Aim of the task — Return all the records, each one exactly as given.

(Records from a data source)
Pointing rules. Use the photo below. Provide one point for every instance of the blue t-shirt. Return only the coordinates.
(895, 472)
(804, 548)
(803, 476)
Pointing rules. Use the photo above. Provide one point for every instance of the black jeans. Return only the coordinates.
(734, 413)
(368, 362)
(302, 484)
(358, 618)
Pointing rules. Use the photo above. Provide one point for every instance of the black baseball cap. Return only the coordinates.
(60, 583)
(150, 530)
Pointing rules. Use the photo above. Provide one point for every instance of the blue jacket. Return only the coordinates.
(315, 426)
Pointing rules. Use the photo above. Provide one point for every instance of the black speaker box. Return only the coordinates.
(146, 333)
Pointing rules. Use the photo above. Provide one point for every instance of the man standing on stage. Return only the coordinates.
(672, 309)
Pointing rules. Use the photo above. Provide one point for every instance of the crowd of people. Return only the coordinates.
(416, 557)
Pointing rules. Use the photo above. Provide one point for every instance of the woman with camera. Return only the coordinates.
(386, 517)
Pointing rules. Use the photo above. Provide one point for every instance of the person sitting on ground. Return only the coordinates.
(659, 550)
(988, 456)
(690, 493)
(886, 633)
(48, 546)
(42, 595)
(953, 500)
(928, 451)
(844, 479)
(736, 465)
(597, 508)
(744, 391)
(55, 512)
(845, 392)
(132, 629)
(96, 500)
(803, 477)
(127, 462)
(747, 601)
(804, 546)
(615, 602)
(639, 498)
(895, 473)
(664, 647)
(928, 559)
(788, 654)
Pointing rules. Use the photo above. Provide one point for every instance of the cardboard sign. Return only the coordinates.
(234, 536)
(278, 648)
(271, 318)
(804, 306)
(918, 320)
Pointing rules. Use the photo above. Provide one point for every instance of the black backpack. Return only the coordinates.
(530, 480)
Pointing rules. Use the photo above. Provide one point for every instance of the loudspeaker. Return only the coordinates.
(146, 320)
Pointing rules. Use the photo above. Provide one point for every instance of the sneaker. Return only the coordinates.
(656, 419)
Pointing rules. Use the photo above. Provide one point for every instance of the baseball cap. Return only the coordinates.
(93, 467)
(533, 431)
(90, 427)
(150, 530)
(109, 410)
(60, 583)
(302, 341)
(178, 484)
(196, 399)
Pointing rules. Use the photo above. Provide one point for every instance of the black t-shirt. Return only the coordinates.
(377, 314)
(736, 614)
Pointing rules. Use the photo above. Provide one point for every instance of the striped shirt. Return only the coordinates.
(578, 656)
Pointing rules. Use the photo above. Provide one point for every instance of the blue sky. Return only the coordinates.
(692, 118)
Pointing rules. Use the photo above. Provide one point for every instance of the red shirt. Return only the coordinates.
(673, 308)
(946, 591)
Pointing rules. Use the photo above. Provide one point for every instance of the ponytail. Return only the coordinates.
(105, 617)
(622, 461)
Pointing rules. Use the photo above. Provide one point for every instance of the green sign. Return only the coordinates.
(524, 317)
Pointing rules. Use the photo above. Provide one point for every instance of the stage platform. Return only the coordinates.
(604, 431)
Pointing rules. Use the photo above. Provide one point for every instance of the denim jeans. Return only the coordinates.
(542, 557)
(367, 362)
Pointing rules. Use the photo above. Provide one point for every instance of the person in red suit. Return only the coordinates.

Written reply —
Pointing rules. Use the photo below. Provide one point for every instance of the blue t-shirt. Return only the coordinates.
(895, 472)
(804, 548)
(803, 476)
Pointing rules. Use the photo above. Provide one point for every instance of the black jeans. Return only the coordinates.
(734, 413)
(368, 362)
(302, 484)
(358, 618)
Pointing rules. Use the photo above. Provide one point for every instance of the black baseball cap. Return only the coordinates.
(60, 583)
(150, 530)
Pointing rules. Use the photo above. Provide one point for every instance of the blue jacket. Return only the coordinates.
(315, 426)
Pointing rules. Use the photo above. Provide one point for every instance of the black speaker box. Return only the coordinates.
(146, 333)
Pointing rules. Use the photo above. Provide one point for every instance of the man standing on stage. Return only the coordinates.
(672, 309)
Pointing rules. Use the photo above. Provide one point for every instance of the crowd of people. Return only the coordinates.
(416, 557)
Pointing rules. Use the photo above. Provide one point for every instance of the woman with camera. Return only the coordinates.
(386, 517)
Pointing rules. Use the photo above. Provide one point for every instance of the person sitting on ground. Return only the coordinates.
(659, 550)
(988, 456)
(690, 493)
(886, 633)
(48, 546)
(42, 595)
(953, 500)
(928, 451)
(844, 479)
(736, 465)
(597, 508)
(744, 391)
(55, 512)
(845, 392)
(132, 629)
(96, 500)
(803, 477)
(127, 462)
(747, 601)
(804, 546)
(615, 602)
(639, 498)
(895, 473)
(664, 647)
(928, 559)
(788, 654)
Pointing rules. Use the photo above. Provide one point for every instance of the cardboard sign. Return only the coordinates.
(234, 536)
(278, 648)
(271, 318)
(804, 306)
(918, 320)
Pointing rules. Use the photo above. Provide one point for every instance of the black backpack. Return only the coordinates.
(530, 480)
Pointing rules. Use the photo above. Provide one point for every instance of the loudspeaker. Return only the coordinates.
(146, 320)
Pointing rules. Use the photo above. Provide one point for every instance of the sneaker. Return only the coordinates.
(656, 419)
Pointing rules. Use the photo above. Provide one point for every instance of the baseball cap. Return only the coordinates.
(93, 467)
(533, 431)
(90, 427)
(150, 530)
(109, 410)
(60, 583)
(302, 341)
(178, 484)
(196, 399)
Pointing rules. Use the photo above. Provide one point for every instance of the black t-shirt. Return only the coordinates.
(377, 314)
(736, 614)
Pointing rules. Use the photo above. Provide one point for every instance of the striped shirt. Return only the coordinates.
(578, 656)
Pointing rules. Use the photo above. Provide one point for every instance of the blue sky. Return only the coordinates.
(692, 118)
Pointing rules. Use the photo above. Provide one point for every instance of the red shirt. Return only the coordinates.
(673, 308)
(946, 591)
Pointing rules. Use the photo above. Provide one point for every instance of the ponytail. Return only the coordinates.
(105, 617)
(622, 461)
Pointing rules. Use the photo above. Provide one point for every instance of the green sign. Return only the coordinates.
(524, 317)
Pointing rules. Use the photo above. Provide one point for every instance of the stage platform. Return only the coordinates.
(604, 431)
Pointing rules. Use the photo above. Provide one point for every instance of the denim jeans. Return only the coordinates.
(542, 557)
(367, 362)
Pointing rules. Use the photo above. Provide one point for every instance of the person in red suit. Return only the coordinates.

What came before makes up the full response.